◆ **Stated goal 1**
In the listing, add 94 to each bounding-box coordinate from its first line through the line with "[439,786,463,820]", and write out every line in that span again, including the wording lines.
Text to read start
Which snapshot was specified will not affect the success or failure of the
receive, as long as the snapshot does exist.
If the stream is an incremental send stream, all the normal verification will be
performed.
.It Fl u
File system that is associated with the received stream is not mounted.
.It Fl v
Print verbose information about the stream and the time required to perform the
receive operation.
.It Fl s
If the receive is interrupted, save the partially received state, rather
than deleting it.
Interruption may be due to premature termination of the stream
.Po e.g. due to network failure or failure of the remote system
if the stream is being read over a network connection
.Pc ,
a checksum error in the stream, termination of the
.Nm zfs Cm receive
process, or unclean shutdown of the system.
.Pp
The receive can be resumed with a stream generated by
.Nm zfs Cm send Fl t Ar token ,
where the
.Ar token
is the value of the
.Sy receive_resume_token
property of the filesystem or volume which is received into.
.Pp
To use this flag, the storage pool must have the
.Sy extensible_dataset
feature enabled.
See
.Xr zpool-features 5
for details on ZFS feature flags.
.El
.It Xo
.Nm
.Cm receive
.Fl A
.Ar filesystem Ns | Ns Ar volume
.Xc
Abort an interrupted
.Nm zfs Cm receive Fl s ,
deleting its saved partially received state.
.It Xo
.Nm
.Cm allow
.Ar filesystem Ns | Ns Ar volume
.Xc
Displays permissions that have been delegated on the specified filesystem or
volume.
See the other forms of
.Nm zfs Cm allow
for more information.
.It Xo
.Nm
.Cm allow
.Op Fl dglu
.Ar user Ns | Ns Ar group Ns Oo , Ns Ar user Ns | Ns Ar group Oc Ns ...
.Ar perm Ns | Ns @ Ns Ar setname Ns Oo , Ns Ar perm Ns | Ns @ Ns
.Ar setname Oc Ns ...
.Ar filesystem Ns | Ns Ar volume
.br
.Nm
.Cm allow
.Op Fl dl
.Fl e Ns | Ns Sy everyone
.Ar perm Ns | Ns @ Ns Ar setname Ns Oo , Ns Ar perm Ns | Ns @ Ns
.Ar setname Oc Ns ...
.Ar filesystem Ns | Ns Ar volume
.Xc
Delegates ZFS administration permission for the file systems to non-privileged
users.
.Bl -tag -width "-d"
.It Fl d
Allow only for the descendent file systems.
.It Fl e Ns | Ns Sy everyone
Specifies that the permissions be delegated to everyone.
.It Fl g Ar group Ns Oo , Ns Ar group Oc Ns ...
Explicitly specify that permissions are delegated to the group.
.It Fl l
Allow
.Qq locally
only for the specified file system.
.It Fl u Ar user Ns Oo , Ns Ar user Oc Ns ...
Explicitly specify that permissions are delegated to the user.
.It Ar user Ns | Ns Ar group Ns Oo , Ns Ar user Ns | Ns Ar group Oc Ns ...
Specifies to whom the permissions are delegated.
Multiple entities can be specified as a comma-separated list.
If neither of the
.Fl gu
options are specified, then the argument is interpreted preferentially as the
keyword
.Sy everyone ,
then as a user name, and lastly as a group name.
Text to read end
Data start
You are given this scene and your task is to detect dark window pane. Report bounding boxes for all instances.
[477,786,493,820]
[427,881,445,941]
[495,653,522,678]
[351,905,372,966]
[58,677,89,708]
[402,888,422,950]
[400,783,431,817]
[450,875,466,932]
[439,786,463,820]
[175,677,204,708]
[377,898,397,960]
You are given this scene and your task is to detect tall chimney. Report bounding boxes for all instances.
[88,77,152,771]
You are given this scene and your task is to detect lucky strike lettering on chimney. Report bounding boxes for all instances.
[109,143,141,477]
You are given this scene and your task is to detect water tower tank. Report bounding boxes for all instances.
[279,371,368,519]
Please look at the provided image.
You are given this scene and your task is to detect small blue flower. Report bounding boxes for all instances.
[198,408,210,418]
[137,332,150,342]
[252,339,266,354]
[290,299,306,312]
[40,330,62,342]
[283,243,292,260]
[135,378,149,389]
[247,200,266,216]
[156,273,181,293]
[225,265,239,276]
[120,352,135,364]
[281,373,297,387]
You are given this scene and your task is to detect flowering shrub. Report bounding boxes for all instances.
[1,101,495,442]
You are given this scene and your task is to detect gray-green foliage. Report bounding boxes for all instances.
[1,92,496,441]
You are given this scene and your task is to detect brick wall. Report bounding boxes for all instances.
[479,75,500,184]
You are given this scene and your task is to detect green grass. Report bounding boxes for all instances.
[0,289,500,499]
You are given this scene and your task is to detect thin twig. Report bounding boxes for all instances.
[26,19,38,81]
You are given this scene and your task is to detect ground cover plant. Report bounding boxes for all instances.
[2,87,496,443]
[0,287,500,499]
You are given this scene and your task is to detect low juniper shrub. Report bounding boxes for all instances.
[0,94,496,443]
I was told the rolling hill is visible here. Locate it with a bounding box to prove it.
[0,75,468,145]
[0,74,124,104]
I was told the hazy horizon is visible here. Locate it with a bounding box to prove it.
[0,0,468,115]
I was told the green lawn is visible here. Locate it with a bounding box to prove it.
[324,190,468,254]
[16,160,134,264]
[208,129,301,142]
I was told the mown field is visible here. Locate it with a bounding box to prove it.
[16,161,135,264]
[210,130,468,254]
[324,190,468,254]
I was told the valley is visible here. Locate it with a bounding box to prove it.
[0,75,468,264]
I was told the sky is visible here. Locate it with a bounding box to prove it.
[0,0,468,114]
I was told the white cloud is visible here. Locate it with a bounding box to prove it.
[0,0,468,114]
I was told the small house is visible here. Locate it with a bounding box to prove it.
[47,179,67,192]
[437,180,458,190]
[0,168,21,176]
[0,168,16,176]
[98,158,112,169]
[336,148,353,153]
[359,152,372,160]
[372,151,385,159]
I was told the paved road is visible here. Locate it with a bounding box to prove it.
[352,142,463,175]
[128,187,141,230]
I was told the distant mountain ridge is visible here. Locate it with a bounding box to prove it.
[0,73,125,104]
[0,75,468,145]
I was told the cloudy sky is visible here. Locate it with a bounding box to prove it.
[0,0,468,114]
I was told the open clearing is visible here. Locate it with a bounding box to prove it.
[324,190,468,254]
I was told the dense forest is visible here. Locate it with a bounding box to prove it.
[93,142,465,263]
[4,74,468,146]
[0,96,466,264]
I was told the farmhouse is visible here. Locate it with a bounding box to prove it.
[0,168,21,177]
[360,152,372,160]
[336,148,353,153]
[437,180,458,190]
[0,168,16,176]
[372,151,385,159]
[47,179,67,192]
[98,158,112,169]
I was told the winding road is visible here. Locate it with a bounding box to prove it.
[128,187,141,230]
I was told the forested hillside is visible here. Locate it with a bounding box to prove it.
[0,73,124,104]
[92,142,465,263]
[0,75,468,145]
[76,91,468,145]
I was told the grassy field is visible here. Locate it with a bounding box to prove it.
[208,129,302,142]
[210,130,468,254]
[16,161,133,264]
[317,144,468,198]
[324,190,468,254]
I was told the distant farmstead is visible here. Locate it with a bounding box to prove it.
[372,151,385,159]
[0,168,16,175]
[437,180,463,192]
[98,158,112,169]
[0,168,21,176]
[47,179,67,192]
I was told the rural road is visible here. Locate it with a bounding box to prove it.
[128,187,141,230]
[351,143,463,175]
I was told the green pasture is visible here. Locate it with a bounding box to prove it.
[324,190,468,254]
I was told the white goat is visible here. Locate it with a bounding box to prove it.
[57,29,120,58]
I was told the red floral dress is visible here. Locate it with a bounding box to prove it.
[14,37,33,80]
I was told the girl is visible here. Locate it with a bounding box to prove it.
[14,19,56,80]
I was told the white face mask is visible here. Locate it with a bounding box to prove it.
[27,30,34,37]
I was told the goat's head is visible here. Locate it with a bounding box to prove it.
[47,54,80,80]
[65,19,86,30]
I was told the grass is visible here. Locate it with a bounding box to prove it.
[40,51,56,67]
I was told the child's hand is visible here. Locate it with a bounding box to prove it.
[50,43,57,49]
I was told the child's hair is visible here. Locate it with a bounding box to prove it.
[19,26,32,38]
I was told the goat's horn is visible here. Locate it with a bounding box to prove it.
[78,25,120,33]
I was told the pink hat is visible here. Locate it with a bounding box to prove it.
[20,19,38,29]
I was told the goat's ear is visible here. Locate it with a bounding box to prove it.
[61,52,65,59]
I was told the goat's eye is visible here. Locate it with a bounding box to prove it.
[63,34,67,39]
Data end
◆ **Stated goal 2**
Answer these questions from the ZFS man page excerpt:
(a) What happens to the file system associated with the received stream when the -u flag is given?
(b) Which feature must be enabled on the storage pool to use the -s flag?
(c) With the -d flag of zfs allow, permission is allowed only for what?

◆ **Task response 1**
You are given this scene and your task is to detect dark window pane. Report bounding boxes for all instances.
[571,880,587,914]
[521,975,539,1035]
[589,747,616,772]
[445,999,466,1060]
[152,771,183,802]
[496,982,516,1044]
[494,877,525,911]
[544,969,560,1026]
[533,880,557,914]

◆ **Task response 2**
(a) It is not mounted.
(b) The extensible_dataset feature.
(c) The descendent file systems.